This is the conflict that drives Matthew’s narrative. Magi show up announcing the birth of the rightful king in Jerusalem when the throne there is already occupied. We know that Jesus had not come to set up a political empire in his first coming. He was not coming into the world to use political power or military force to build his kingdom but would lay down his life for the sins of the world and rise from the dead to defeat death and hell and sin and Satan. Still, he was the Anointed One, the rightful ruler of all, not only the King of Israel, but King of kings and Lord of lords. Jesus was the chosen one, the anointed one, the Messiah, sent by God to rule this world as King of kings and Lord of lords.
This is the real meaning of Christmas. We think we have honored “the real meaning of Christmas” by insisting on saying Merry Christmas instead of Happy Holidays, or by publicly displaying a manger scene. Christmas is about more than a baby in a manger, and it is certainly about more than parties and concerts and music. It is about God sending a king to rule this world. “The government will be upon his shoulders.”
Herod understood this. He misunderstood the nature of Jesus’ kingdom but he realized something fundamental. That baby was a threat to his throne. When he heard the words “newborn king,” bile rose inside him. He’d plotted and murdered and manipulated and politicked to gain his throne, but he knew the throne of Israel was not rightly his. He was Idumean, not Israelite. He was powerful and a capable ruler, but he held a throne he had no right to hold. He understood. He understood that Jesus was there to take the throne he was sitting on.

- [EXCERPTED DATA]:
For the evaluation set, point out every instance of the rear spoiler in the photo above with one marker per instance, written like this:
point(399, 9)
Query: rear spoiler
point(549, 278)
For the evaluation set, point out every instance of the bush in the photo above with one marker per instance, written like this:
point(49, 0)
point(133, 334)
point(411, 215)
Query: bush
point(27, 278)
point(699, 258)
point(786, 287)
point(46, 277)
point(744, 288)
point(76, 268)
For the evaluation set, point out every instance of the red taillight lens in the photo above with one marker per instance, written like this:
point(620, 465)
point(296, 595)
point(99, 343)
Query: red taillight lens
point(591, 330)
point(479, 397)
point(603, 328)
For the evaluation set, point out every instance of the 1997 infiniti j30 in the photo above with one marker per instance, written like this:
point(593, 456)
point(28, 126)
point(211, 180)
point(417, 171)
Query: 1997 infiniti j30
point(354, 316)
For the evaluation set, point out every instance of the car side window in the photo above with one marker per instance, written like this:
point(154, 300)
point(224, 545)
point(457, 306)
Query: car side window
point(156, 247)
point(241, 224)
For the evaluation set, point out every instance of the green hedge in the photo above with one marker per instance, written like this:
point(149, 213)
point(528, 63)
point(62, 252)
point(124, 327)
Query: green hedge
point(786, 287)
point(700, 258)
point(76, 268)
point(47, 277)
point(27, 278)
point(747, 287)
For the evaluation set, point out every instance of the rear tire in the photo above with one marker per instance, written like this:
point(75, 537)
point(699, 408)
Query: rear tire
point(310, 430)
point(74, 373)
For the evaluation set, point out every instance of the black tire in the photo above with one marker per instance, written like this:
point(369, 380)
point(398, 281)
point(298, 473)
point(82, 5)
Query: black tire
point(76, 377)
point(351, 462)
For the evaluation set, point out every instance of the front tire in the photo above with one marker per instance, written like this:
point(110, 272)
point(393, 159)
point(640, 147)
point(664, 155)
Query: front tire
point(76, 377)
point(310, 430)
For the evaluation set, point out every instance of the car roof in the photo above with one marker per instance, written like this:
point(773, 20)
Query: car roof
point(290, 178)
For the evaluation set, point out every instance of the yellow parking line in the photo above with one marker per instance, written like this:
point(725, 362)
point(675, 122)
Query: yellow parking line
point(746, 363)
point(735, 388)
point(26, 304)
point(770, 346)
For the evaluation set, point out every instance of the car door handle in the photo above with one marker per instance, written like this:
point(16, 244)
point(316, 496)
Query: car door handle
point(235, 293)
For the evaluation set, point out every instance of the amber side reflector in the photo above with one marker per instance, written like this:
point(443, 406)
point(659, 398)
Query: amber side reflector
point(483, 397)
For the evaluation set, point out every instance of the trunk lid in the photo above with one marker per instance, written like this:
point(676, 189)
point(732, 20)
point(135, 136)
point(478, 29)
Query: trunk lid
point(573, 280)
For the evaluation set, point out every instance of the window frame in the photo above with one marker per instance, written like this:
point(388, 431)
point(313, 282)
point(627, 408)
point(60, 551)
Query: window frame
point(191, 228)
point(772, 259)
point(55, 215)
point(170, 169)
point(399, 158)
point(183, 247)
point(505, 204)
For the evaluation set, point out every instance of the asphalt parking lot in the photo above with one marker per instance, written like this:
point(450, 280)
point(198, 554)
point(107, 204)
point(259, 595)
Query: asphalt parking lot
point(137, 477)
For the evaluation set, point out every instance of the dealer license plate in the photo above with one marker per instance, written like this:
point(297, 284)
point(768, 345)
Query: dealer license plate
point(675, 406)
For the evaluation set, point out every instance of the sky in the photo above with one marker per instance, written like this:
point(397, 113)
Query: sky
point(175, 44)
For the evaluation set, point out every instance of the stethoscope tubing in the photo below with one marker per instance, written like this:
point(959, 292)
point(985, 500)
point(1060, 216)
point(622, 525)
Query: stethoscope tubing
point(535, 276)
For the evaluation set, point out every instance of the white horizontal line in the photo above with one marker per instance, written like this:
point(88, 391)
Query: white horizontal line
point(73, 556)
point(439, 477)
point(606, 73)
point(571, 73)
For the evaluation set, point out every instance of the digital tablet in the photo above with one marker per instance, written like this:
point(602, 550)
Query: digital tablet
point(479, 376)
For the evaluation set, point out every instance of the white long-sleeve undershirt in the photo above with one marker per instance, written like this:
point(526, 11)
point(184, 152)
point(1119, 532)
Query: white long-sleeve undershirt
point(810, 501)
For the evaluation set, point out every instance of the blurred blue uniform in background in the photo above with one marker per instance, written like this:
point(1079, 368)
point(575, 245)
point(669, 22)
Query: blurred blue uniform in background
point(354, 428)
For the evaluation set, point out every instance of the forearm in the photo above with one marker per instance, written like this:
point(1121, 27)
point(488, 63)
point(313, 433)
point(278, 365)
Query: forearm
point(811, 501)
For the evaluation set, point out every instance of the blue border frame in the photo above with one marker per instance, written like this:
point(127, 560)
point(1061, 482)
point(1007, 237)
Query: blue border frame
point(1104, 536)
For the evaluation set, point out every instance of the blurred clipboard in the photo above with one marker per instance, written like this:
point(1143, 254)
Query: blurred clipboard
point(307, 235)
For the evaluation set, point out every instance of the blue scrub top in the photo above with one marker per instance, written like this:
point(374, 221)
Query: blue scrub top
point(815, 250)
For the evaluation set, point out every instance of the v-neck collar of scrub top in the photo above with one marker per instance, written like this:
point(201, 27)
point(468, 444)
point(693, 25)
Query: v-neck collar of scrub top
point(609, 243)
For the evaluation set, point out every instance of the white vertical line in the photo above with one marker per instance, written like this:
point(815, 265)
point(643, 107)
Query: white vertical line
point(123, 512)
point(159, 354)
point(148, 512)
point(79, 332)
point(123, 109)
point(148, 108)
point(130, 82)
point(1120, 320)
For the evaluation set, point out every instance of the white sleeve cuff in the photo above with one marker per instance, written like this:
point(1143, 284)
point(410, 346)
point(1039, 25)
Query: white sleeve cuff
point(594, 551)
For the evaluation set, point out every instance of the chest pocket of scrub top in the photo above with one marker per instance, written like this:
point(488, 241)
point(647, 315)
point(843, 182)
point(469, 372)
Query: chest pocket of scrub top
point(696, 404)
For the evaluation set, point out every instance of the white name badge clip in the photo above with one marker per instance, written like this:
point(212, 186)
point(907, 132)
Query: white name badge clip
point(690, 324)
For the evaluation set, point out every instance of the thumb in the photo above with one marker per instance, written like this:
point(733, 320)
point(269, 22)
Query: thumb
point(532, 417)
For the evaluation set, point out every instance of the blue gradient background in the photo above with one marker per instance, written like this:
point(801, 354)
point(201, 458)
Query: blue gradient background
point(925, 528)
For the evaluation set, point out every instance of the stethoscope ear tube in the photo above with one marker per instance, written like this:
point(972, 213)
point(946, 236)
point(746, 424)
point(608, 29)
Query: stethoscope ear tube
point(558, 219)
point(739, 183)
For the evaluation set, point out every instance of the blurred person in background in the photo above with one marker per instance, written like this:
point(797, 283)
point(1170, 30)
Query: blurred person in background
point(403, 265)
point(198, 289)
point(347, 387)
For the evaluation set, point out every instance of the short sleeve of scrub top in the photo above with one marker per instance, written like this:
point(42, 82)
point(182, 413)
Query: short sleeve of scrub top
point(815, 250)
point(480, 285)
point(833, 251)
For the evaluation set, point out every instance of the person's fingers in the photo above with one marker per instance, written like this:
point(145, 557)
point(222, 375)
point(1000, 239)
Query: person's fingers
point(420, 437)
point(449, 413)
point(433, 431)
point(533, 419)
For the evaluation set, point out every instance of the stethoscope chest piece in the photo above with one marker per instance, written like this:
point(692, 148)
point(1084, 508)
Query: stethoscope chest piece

- [EXERCISE OBJECTIVE]:
Answer these questions on the passage about Christmas and Herod:
1. Who shows up in Jerusalem announcing the birth of the rightful king?
2. Which two practices do people think honor "the real meaning of Christmas"?
3. What was Herod by descent, rather than Israelite?
The records have no role in this exercise.

- [EXERCISE SOLUTION]:
1. Magi.
2. Saying Merry Christmas instead of Happy Holidays, and publicly displaying a manger scene.
3. Idumean.